> **EXERCISE INSTRUCTIONS**
Below is a listing. Gather each line of it that contains "drawer".

---

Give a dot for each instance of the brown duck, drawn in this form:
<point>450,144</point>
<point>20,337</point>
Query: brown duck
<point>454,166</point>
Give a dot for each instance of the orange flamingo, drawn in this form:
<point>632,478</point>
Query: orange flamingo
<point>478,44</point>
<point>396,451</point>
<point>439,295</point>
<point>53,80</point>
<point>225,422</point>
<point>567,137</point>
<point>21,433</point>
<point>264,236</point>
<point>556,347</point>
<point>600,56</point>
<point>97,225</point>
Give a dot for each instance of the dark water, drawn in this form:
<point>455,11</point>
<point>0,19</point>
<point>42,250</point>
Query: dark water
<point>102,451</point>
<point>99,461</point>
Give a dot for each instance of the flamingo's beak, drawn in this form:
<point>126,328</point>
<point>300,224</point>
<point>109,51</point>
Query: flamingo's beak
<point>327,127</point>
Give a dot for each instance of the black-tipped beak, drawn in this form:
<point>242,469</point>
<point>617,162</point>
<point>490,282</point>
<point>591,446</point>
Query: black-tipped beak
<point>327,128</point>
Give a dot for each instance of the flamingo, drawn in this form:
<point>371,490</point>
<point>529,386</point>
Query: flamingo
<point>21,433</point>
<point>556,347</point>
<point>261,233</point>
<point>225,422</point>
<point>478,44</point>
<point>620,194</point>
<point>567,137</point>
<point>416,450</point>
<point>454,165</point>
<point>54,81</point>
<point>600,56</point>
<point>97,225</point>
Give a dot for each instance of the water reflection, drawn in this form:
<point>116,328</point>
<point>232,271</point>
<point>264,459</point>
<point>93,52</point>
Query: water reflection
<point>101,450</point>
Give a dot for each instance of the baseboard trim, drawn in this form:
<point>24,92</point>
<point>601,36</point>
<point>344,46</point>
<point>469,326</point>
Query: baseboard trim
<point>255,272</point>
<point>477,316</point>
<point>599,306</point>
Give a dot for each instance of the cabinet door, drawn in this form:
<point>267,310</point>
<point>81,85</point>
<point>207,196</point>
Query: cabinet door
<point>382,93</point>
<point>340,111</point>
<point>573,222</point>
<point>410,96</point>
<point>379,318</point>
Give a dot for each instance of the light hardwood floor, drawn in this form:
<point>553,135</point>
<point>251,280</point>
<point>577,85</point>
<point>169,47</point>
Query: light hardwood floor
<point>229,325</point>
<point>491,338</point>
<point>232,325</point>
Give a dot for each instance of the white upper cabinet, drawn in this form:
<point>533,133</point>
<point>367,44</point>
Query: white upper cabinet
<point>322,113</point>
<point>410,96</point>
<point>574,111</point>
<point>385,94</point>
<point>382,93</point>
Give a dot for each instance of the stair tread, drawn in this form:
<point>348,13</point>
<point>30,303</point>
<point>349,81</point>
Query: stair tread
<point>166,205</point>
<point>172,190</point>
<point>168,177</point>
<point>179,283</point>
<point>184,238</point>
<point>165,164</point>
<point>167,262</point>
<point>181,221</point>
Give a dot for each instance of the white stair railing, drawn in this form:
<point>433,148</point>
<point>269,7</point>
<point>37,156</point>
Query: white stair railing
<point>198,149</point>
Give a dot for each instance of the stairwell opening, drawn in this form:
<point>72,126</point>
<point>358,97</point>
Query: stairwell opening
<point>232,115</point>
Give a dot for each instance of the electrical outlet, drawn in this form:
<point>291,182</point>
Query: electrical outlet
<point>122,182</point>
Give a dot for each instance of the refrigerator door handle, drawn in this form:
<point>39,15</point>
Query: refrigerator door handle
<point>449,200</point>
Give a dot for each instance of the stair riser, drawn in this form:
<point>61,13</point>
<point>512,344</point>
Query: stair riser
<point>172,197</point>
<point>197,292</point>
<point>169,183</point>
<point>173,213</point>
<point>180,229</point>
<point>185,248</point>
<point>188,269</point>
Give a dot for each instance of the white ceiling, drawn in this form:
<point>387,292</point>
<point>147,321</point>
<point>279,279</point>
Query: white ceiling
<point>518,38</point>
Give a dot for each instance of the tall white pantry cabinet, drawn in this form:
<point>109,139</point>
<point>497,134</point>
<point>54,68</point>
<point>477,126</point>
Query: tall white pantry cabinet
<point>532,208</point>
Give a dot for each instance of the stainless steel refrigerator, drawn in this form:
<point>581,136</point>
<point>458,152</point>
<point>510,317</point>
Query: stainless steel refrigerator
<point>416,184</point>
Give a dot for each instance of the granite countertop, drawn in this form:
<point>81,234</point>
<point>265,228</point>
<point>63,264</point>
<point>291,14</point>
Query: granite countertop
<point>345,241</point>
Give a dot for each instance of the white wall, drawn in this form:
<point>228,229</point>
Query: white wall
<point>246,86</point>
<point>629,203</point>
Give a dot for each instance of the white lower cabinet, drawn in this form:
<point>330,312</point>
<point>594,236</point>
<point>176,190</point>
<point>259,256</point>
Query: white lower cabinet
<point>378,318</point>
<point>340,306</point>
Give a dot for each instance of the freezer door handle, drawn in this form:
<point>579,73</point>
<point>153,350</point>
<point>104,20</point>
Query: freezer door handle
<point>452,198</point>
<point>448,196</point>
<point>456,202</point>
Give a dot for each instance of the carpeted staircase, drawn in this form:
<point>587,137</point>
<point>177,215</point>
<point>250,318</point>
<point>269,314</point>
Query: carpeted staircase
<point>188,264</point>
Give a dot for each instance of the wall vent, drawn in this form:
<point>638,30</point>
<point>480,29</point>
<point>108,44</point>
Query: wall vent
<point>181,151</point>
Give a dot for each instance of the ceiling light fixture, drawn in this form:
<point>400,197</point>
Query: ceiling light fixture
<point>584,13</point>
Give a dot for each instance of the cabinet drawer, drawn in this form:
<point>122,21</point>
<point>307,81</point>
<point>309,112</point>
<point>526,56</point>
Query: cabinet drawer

---

> **TASK SOLUTION**
Give a dot for each instance of the cabinet drawer, drawn in this form:
Query: cabinet drawer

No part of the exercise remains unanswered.